(Saved entries)
━━━━━━━━━━━━━━━━

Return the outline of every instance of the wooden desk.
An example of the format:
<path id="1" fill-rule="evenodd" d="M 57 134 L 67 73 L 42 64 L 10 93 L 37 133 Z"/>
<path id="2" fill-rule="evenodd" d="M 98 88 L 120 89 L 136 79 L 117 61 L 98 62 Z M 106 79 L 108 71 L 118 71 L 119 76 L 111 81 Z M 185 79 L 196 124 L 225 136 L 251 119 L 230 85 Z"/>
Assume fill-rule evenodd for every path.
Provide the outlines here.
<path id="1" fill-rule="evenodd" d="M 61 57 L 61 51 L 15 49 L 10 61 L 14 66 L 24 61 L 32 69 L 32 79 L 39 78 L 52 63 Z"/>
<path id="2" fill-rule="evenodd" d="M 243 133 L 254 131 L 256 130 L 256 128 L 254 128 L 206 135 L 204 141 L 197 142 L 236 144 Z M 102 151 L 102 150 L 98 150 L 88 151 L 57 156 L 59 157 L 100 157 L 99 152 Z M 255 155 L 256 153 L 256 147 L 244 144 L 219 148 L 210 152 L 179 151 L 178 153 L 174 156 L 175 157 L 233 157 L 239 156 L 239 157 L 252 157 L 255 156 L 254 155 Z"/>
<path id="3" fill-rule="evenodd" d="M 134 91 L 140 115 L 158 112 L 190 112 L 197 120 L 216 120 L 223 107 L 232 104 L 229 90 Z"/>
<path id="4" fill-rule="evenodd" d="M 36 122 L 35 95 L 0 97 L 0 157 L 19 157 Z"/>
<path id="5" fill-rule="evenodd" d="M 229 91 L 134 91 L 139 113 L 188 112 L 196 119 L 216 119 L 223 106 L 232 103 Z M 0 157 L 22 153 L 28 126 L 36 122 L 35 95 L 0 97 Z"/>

━━━━━━━━━━━━━━━━

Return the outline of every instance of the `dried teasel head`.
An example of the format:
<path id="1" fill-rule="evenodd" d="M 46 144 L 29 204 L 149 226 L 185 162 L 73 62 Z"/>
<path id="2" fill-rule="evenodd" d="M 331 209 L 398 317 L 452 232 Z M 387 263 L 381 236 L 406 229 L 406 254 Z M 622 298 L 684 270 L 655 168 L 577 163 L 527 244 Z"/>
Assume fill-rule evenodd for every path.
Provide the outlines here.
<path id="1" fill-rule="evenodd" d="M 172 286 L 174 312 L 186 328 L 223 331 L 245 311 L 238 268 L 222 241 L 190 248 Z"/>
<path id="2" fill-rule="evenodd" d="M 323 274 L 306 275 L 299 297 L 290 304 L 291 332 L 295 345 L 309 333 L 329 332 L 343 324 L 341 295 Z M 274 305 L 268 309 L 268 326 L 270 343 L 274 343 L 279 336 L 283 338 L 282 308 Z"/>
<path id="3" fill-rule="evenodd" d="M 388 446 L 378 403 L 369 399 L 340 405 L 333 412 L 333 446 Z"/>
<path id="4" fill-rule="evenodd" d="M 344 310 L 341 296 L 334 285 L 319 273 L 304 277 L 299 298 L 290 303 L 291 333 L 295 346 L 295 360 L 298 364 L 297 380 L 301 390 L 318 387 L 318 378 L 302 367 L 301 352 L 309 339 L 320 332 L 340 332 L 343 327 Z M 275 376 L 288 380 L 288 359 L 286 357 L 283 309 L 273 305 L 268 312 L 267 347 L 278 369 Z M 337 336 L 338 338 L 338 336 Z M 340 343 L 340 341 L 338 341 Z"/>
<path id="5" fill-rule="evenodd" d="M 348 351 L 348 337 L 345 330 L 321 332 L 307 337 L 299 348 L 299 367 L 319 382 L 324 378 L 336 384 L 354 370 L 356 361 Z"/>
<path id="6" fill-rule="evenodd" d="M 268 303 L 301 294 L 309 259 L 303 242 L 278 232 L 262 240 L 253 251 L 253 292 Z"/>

━━━━━━━━━━━━━━━━

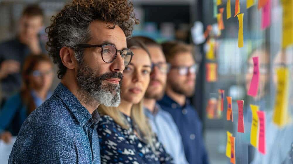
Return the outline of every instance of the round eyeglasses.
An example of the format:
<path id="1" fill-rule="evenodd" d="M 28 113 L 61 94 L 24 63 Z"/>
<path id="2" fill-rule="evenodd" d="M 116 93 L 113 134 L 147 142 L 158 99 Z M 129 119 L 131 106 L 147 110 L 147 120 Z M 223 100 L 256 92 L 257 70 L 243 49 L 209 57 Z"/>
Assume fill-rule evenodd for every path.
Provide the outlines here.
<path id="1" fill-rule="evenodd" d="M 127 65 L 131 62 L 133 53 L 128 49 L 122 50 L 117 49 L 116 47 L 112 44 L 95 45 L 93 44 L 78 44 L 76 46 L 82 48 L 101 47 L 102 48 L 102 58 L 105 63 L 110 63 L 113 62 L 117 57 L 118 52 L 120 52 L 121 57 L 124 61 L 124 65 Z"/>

━━━━━━━━━━━━━━━━

• **PROBLEM TO SOLVE**: Lay out the lines of the material above from the line with "Return the outline of every instance of the round" up to and including the line with "28 113 L 61" as a numbered list, leaving out any blank lines.

• **RESPONSE**:
1. Return the outline of every instance of the round eyeglasses.
2. An example of the format:
3. <path id="1" fill-rule="evenodd" d="M 28 113 L 61 94 L 24 63 Z"/>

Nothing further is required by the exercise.